STATED GOAL: Edit the rows below so that every "simplified polygon" becomes "rough polygon", with nothing else changed.

___ INPUT FOR THIS TASK

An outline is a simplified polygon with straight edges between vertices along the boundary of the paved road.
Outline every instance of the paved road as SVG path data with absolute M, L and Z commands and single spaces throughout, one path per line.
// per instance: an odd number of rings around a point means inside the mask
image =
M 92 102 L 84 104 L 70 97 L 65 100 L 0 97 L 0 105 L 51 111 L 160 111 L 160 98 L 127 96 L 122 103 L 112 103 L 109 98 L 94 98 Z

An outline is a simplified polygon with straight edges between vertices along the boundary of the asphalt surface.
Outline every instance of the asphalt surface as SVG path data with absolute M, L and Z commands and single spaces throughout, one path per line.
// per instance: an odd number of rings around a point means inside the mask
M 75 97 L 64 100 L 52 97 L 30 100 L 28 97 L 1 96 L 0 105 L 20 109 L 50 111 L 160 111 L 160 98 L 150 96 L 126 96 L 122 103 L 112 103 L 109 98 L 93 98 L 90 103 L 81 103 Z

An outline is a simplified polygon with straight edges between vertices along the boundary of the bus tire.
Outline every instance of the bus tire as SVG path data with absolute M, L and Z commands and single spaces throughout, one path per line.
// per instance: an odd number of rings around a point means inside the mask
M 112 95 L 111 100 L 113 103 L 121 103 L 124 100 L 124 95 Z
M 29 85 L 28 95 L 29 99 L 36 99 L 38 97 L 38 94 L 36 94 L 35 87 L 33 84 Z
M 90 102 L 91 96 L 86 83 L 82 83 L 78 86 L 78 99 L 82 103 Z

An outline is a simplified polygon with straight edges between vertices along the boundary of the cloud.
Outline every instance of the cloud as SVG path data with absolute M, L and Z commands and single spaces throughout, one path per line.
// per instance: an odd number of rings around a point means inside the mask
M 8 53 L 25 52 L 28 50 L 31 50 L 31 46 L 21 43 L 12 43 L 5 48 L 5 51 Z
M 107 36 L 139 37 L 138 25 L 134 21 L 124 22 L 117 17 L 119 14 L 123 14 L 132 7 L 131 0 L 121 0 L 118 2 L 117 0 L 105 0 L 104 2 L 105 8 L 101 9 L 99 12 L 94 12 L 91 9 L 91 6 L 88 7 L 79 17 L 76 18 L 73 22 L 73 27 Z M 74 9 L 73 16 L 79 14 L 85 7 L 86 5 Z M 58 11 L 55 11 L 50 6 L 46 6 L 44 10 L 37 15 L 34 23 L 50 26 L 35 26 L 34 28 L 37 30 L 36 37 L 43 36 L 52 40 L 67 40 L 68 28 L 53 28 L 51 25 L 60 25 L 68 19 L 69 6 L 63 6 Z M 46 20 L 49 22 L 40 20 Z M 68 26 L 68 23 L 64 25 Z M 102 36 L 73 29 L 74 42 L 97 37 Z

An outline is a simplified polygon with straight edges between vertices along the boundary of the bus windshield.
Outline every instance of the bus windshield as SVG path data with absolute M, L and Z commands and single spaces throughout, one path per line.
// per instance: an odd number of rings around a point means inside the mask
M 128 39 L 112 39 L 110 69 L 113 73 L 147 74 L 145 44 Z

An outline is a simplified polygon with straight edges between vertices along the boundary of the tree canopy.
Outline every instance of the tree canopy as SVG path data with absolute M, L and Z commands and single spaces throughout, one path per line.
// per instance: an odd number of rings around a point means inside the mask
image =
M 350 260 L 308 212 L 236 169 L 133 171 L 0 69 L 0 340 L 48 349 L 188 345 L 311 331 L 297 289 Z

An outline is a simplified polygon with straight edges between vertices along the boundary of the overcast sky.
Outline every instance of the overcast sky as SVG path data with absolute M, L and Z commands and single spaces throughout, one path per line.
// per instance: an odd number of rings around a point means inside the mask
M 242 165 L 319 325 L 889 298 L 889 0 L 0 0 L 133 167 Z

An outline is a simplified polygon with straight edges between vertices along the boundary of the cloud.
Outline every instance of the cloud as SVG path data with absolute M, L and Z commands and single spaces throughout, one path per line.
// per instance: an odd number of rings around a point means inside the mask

______

OUTPUT FOR THIS TASK:
An outline is a rough polygon with straight edges between vertices along the boundary of the paved road.
Outline every instance of the paved road as SVG path data with absolute M, L and Z commands and single spaces throughout, one path per line.
// per instance: an odd number of rings around a point means inside the mask
image =
M 92 102 L 84 104 L 70 97 L 65 100 L 0 97 L 0 105 L 51 111 L 160 111 L 160 98 L 127 96 L 122 103 L 112 103 L 109 98 L 94 98 Z

An outline is a rough polygon with straight edges between vertices along the boundary of the asphalt surface.
Outline every instance of the asphalt surface as SVG path data with absolute M, L and Z commands and single spaces throughout, one path per line.
// per instance: an odd number of rings around a point means inside the mask
M 75 97 L 64 100 L 52 97 L 30 100 L 28 97 L 1 96 L 0 105 L 20 109 L 50 111 L 160 111 L 160 98 L 150 96 L 126 96 L 122 103 L 112 103 L 109 98 L 93 98 L 90 103 L 81 103 Z

An outline is a rough polygon with straight edges between vertices along the boundary of the bus tire.
Outline every instance of the bus tire as SVG path data with absolute M, L and Z commands and single spaces throughout, one path per line.
// per instance: an odd number of rings around a point means inside the mask
M 112 95 L 111 100 L 113 103 L 121 103 L 124 100 L 124 95 Z
M 29 85 L 28 95 L 29 99 L 36 99 L 38 97 L 38 94 L 36 94 L 35 87 L 33 84 Z
M 90 102 L 91 96 L 86 83 L 82 83 L 78 86 L 78 99 L 82 103 Z

An outline is a rough polygon with straight edges between vertices along the boundary of the cloud.
Outline every instance of the cloud as SVG path data with absolute M, L and Z commands and single spaces throughout, one path per line.
// per instance: an odd number of rings around a point means inside the mask
M 8 53 L 25 52 L 28 50 L 31 50 L 31 46 L 21 43 L 12 43 L 5 48 L 5 51 Z
M 107 36 L 139 37 L 138 25 L 134 21 L 124 22 L 117 17 L 119 14 L 123 14 L 132 7 L 131 0 L 121 0 L 118 2 L 117 0 L 105 0 L 104 2 L 105 8 L 101 9 L 99 12 L 94 12 L 91 9 L 91 6 L 88 7 L 79 17 L 76 18 L 73 22 L 73 27 Z M 74 9 L 73 16 L 79 14 L 85 7 L 86 5 Z M 58 11 L 55 11 L 50 6 L 46 6 L 44 10 L 37 15 L 34 23 L 50 26 L 35 26 L 34 28 L 37 30 L 36 37 L 43 36 L 52 40 L 67 40 L 68 28 L 53 28 L 51 25 L 60 25 L 68 19 L 69 6 L 63 6 Z M 46 20 L 49 22 L 40 20 Z M 68 26 L 68 23 L 64 25 Z M 102 36 L 73 29 L 74 42 L 97 37 Z

An outline is a rough polygon with straight edges between vertices along the boundary of the bus windshield.
Outline every instance of the bus windshield as SVG path data with absolute M, L and Z commands and single spaces throughout, one path per line.
// per instance: an odd number of rings around a point means inside the mask
M 128 39 L 112 39 L 110 69 L 113 73 L 147 74 L 145 44 Z

An outline is a rough polygon with straight edges between vertices along the boundary of the tree canopy.
Outline every instance of the tree canopy as SVG path data with absolute M, L and Z commands and single spaces throughout, one path per line.
// per instance: an odd number of rings around a point means inside the mask
image =
M 350 260 L 308 212 L 236 169 L 133 171 L 0 69 L 0 340 L 48 349 L 188 345 L 311 331 L 297 289 Z

An outline is a rough polygon with straight edges between vertices along the boundary of the overcast sky.
Outline every instance of the overcast sky as SVG path data with absolute M, L and Z commands and single spaces throughout, one path per line.
// per instance: an odd number of rings around a point means inside the mask
M 242 165 L 319 325 L 889 298 L 889 0 L 0 0 L 133 167 Z

An outline is a rough polygon with straight edges between vertices along the boundary of the cloud.
Outline every instance of the cloud as SVG path data with absolute M, L and Z commands and single spaces throughout, one path per line.
// per instance: an odd number of rings around a point means inside the mask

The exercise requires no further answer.